Nothing new from me on the sewing front Yet. I have, as part of my ango commitment, decided to take up the needle again and do some repairs on my kesa. Also i will be sewing another rakusu as a warm up of sorts. (i will post some updates and such here). The rakusu will be a warm up for my next kesa which will be 100% scraps.
IRL has settled some with the dust of construction settling, a new addition to the house and another new addition to the family. So over at Treeleaf folks are reading and studying for Jukai and taking up a needle and thread and its re-invigorated me to get working on that second kesa.
So on additions...I had great expectations for our addition to the house (why not we paid for it? right??!) And similarly i was barely containing my excitement for our other new addition to the family and in both cases was expecting something.
The house addition I expected to be perfect, on time and on budget. I expected to have my part of the work done and we would be enjoying said space in some "christmas card scene" fashion...by the fire sipping... whatever, snow settling down.... Anywho we got what we had envisioned.. quickly and under budget but .... perfect... lol far from it! anyways with out droning on to much thing didn't quite meet the ideas in my head. C'est La Vie! Im correcting what i can and making the most of what we got with out making much of a stink.
On the new family addition excitement for our new pup to arrive and those pleasant thoughts of the kids out in the yard playing with her and rolling around (again expections... lol kids play like kids, puppies like puppies and neither of the two like i want them to :P)

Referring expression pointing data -
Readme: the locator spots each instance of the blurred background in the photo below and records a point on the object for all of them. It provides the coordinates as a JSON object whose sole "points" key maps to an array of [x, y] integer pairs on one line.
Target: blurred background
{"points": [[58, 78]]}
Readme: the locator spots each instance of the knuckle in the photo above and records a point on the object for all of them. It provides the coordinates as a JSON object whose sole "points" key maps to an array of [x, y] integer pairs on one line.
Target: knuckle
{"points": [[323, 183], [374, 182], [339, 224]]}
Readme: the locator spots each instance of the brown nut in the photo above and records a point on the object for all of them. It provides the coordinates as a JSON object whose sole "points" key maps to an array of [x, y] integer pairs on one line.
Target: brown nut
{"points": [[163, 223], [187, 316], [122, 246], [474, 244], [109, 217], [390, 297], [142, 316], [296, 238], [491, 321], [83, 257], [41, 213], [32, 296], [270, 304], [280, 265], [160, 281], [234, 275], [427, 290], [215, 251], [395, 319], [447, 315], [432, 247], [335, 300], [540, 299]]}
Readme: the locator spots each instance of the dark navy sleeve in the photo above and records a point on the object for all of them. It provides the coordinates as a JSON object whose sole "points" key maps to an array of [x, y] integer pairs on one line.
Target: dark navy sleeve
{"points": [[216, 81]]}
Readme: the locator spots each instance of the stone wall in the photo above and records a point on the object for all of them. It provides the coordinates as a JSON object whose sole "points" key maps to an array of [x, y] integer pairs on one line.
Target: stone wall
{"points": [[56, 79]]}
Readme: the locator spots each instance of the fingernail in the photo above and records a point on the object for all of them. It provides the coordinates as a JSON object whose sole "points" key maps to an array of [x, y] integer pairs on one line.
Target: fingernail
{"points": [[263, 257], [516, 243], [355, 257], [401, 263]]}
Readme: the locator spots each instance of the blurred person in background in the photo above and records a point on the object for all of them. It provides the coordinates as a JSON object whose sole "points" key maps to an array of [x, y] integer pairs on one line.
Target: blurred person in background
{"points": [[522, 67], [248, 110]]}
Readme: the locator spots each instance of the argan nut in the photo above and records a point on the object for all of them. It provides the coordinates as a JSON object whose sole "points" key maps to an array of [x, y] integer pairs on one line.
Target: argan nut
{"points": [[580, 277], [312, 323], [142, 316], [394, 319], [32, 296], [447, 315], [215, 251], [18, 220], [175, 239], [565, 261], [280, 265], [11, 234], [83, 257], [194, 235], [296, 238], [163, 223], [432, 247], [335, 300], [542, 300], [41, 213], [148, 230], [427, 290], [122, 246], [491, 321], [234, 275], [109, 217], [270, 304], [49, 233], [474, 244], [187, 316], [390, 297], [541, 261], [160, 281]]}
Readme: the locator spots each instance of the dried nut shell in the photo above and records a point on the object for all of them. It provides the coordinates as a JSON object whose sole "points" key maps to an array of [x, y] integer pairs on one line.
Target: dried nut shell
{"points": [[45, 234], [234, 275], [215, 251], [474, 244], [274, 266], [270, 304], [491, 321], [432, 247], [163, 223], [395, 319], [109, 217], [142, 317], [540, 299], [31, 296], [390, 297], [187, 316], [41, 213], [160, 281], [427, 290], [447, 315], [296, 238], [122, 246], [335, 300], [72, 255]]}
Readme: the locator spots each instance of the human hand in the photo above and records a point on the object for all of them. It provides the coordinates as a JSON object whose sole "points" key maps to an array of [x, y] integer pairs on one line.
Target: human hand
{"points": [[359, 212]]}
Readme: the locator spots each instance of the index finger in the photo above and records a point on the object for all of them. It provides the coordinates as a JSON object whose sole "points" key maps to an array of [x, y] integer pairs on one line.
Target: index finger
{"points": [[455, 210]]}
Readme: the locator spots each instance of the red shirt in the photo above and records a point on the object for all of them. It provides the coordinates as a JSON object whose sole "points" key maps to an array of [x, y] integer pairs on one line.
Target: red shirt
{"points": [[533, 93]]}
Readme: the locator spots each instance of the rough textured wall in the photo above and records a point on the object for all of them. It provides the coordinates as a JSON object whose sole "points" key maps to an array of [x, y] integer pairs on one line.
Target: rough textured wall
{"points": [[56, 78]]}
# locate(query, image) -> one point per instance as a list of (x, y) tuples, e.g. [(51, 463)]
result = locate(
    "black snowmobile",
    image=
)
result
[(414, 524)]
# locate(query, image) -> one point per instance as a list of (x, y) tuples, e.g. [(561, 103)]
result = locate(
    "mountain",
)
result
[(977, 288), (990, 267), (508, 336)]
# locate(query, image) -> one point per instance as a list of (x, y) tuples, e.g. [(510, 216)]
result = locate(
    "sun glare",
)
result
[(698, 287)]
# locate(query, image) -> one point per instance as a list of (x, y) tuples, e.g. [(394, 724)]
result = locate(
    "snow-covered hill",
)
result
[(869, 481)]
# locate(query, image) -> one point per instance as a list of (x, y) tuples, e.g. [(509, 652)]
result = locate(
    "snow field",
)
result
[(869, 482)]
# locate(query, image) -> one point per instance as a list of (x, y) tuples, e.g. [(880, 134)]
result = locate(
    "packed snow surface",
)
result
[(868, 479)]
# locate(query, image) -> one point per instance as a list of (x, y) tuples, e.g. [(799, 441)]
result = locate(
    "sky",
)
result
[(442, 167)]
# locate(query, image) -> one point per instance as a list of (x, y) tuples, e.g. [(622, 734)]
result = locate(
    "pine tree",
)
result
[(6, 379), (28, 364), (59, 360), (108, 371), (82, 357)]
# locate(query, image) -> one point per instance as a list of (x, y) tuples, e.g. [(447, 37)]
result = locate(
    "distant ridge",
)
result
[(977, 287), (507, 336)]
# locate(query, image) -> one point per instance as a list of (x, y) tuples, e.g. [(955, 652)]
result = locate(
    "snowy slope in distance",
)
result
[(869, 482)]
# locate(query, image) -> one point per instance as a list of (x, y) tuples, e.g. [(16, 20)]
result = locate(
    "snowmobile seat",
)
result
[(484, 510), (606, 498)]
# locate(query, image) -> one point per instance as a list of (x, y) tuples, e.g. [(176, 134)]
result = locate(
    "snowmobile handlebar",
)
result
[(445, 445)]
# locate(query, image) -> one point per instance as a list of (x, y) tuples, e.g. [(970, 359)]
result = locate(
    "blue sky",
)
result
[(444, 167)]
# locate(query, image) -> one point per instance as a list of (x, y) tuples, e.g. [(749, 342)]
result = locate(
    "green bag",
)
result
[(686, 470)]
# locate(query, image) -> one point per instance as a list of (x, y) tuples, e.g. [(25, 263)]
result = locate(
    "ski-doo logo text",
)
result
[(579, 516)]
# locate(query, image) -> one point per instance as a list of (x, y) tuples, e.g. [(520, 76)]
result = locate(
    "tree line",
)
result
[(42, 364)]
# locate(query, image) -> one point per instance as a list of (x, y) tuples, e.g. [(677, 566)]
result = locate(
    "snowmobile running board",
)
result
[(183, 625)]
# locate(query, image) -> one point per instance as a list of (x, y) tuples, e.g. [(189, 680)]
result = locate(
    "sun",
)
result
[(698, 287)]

The task - Carry on the blog post about sewing and the family's new additions from its last sentence. The rows are not needed for this work.

Output for this exercise -
were soon cast a side for the shitty reality that presented itself. Our pup is sick and her life may be cut short. Im sad for her (Though shes on meds and they are working the vet had a glumly outlook for her) Im sad for the our little girl and Im quite sad myself. The pup herself is happy and energetic which makes it even tougher to imagine the possible outcome.
On a more positive note she hasn't had a relapse and a second opinion from a another vet (same vet hospital) was much more positive.
Expectations...I think i will, as part of my ango commitment delete the words expect/no/can't from my vocabulary... er After this post.
I also had expected to be following through on all my Ango commitments i had made to myself and instead just ended up a bit frustrated. Rather then dwelling ive re-stated my ango commitments (not too far out things) and have recommitted to sitting Zazen regularly as it went pretty sideways for a month or so. Healing from the Big V (vasectomy for those, if any weren't sure of my reference) and that is going as expected... ouch!